**Prompt:**
Copy out the entries that come next, exactly.
BEGIN Records for this task
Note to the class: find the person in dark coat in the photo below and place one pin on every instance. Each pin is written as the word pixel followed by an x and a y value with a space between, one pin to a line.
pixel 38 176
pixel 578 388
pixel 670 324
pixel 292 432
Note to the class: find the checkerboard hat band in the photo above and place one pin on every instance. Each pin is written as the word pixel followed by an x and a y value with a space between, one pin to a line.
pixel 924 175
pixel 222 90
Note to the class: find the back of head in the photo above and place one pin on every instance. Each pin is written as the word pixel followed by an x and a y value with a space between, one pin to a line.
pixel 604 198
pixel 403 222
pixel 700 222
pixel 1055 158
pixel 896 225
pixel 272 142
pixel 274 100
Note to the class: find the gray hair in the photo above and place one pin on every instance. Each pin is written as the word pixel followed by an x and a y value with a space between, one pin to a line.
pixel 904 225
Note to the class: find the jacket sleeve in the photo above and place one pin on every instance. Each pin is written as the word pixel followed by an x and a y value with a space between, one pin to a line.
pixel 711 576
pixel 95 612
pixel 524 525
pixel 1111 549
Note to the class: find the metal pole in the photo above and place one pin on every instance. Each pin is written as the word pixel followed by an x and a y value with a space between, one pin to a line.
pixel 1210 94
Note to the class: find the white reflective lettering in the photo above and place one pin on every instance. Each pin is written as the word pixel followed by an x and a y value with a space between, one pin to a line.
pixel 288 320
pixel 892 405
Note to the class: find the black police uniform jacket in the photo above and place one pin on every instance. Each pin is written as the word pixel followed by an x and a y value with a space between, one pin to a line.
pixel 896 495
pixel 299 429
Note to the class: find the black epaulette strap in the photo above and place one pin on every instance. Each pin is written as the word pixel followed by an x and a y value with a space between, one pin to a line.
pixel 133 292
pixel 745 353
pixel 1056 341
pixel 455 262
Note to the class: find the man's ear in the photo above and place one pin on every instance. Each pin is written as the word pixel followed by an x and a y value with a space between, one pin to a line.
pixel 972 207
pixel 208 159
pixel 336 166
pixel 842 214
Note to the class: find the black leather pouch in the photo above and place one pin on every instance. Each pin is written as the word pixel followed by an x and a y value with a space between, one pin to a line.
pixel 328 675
END Records for this task
**Solution:**
Note to the class: find the person in dark coat in the photo below and place one pin on every instance. Each pin is written as the word pixel followed by an x and a y value with a space between, one pin to a line.
pixel 38 176
pixel 578 388
pixel 670 324
pixel 292 432
Note to the class: find the checkerboard hat band in the photo above and place one pin on every instance. Each pin is written as the word pixel followed by an x and a y value with a space between, one pin to a line.
pixel 924 175
pixel 222 90
Note to the class: find the back of head in the photo above and place one pin on every instance. Each pin is written as the word pixel followed by an x and a y value with a space between, one pin to a line.
pixel 604 198
pixel 403 222
pixel 700 222
pixel 1055 158
pixel 896 225
pixel 272 142
pixel 274 100
Note to the class: find the gray hair in the photo above and place one pin on every instance. Each pin is written as the word pixel followed by an x and a y value with a space between, one pin to a line.
pixel 904 225
Note to the class: find the jacket sleeve in the photo above and place one pin on every instance. Each pin is written as the word pixel followed by an x and a y value with a space between, one pin to a line.
pixel 711 576
pixel 95 612
pixel 524 525
pixel 1111 549
Note to the class: find the metal pole in the photo above and place one pin on every instance. Each pin is written as the word pixel followed by an x and a y value with a space between, one pin to a line.
pixel 1210 94
Note to the class: find the white reflective lettering in the photo above and place one pin on every instance. Each pin is written as the word pixel followed by an x and a y value with a space between, one pin to a line.
pixel 288 320
pixel 892 405
Note to the class: find the black police uniform jacket in the photo above and place one pin on every instance. Each pin is written as the word pixel followed by an x and a y value with a space between, one pin to a line.
pixel 896 495
pixel 299 429
Note to the class: find the black epaulette strap in the photo above and place one pin on every instance. Each pin is written as the word pixel followed by an x and a y value with a space between, one pin to a line.
pixel 133 292
pixel 745 353
pixel 1056 341
pixel 455 262
Note to the class: find the man's ear in the photo above and place one pin on every instance. Each pin is written as the word pixel followed by an x and a y value with a space between, one pin to a line.
pixel 972 207
pixel 208 159
pixel 336 166
pixel 842 214
Note to the class: find the black leather pouch in the photo above and place one pin on every instance. Each pin is written as the word pixel followed by an x and a y value with a space between, one pin to a line.
pixel 328 675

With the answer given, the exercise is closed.